What you should do »
Your answer must match the records word for word and contain no pictures.

(Point-per-instance localization data)
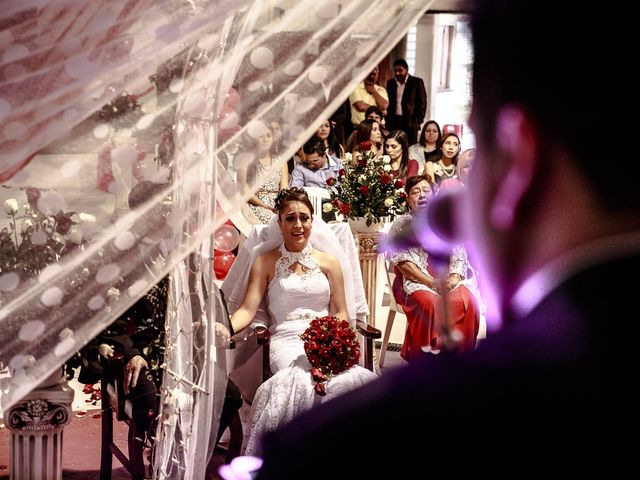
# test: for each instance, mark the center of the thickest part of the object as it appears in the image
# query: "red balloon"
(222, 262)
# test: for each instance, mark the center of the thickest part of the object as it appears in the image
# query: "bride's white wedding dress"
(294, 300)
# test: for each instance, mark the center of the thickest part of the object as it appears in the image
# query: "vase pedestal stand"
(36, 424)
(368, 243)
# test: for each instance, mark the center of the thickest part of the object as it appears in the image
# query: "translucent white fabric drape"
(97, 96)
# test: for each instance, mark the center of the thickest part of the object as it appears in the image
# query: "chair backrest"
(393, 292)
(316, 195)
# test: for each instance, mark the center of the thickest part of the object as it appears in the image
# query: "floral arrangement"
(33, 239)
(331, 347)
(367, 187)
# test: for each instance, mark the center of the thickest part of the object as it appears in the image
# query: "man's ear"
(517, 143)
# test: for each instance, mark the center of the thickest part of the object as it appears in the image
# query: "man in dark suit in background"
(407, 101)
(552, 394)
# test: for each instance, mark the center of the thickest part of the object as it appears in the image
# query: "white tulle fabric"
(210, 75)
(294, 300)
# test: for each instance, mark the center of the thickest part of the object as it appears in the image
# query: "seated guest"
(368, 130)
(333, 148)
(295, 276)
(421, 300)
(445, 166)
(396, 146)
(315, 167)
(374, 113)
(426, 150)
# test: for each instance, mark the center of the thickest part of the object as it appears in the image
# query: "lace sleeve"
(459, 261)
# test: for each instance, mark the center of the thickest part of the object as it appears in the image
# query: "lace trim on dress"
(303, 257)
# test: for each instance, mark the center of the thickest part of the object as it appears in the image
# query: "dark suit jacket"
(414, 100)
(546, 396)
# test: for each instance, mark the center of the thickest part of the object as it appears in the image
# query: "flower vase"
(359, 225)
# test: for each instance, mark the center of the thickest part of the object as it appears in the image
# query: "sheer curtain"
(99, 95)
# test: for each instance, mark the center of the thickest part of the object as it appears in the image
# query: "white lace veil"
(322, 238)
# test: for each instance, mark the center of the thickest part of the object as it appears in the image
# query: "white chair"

Response to this exercise »
# test: for each instance, mark the center of the thickest part of the object as it appears in the image
# query: "red balloon"
(222, 262)
# test: for each instance, mark the center of the thickest part of the object as it appears in the image
# query: "bride's white wedding dress"
(294, 300)
# test: for each instance, mark the center of the thickest part of the object as it appears in the image
# query: "vase pedestal stand"
(36, 424)
(368, 243)
# test: for each instance, mark the center of the thickest part of the object as it appears in the image
# query: "translucent white fabric drape"
(97, 96)
# test: for each instance, mark the center of the thickest part of the object as it appears in the image
# query: "chair backrest"
(393, 292)
(316, 195)
# test: for each instance, mark the center of the thickest part of the object as it appears in the image
# query: "floral arrangement"
(33, 239)
(331, 347)
(367, 187)
# test: for each instance, mark the center of the thickest part of the object as it appears in the image
# query: "man's ear"
(517, 143)
# test: for each instance, mark the center of the thickest part of the object as it appears in the image
# query: "man in dark suit in background"
(407, 101)
(552, 394)
# test: for each instance, mark the center of the thickest part of the object as it appears in the image
# query: "white tulle fabric"
(210, 75)
(294, 300)
# test: for each instance, mark the center of the thickest part of the object as it appears in the image
# query: "seated guest"
(368, 130)
(333, 148)
(295, 276)
(421, 300)
(445, 166)
(396, 146)
(315, 167)
(374, 113)
(426, 150)
# test: for each instance, mark the center of the thickest part of the object as it appears in the image
# query: "lace sleeve"
(459, 261)
# test: for each instance, mark the center of the thickest part of the object as it appears in the image
# query: "lace trim on dress"
(303, 257)
# test: for each instance, mark the center of the thickest part of the object as it appears in the image
# query: "dark suit jacket"
(414, 100)
(546, 396)
# test: for each instance, mark the center of the thickest part of the object as it appears in the image
# query: "flower vase"
(359, 225)
# test: for each instance, mark the center of the thickest part of the object as it appears in the image
# query: "sheer curtain"
(99, 95)
# test: for each instance, mark the center of the thickest part of the object as it appears in the image
# query: "white lace veil"
(322, 238)
# test: for each instance, mark the center of the thickest part of the object as it appears in the image
# query: "white chair"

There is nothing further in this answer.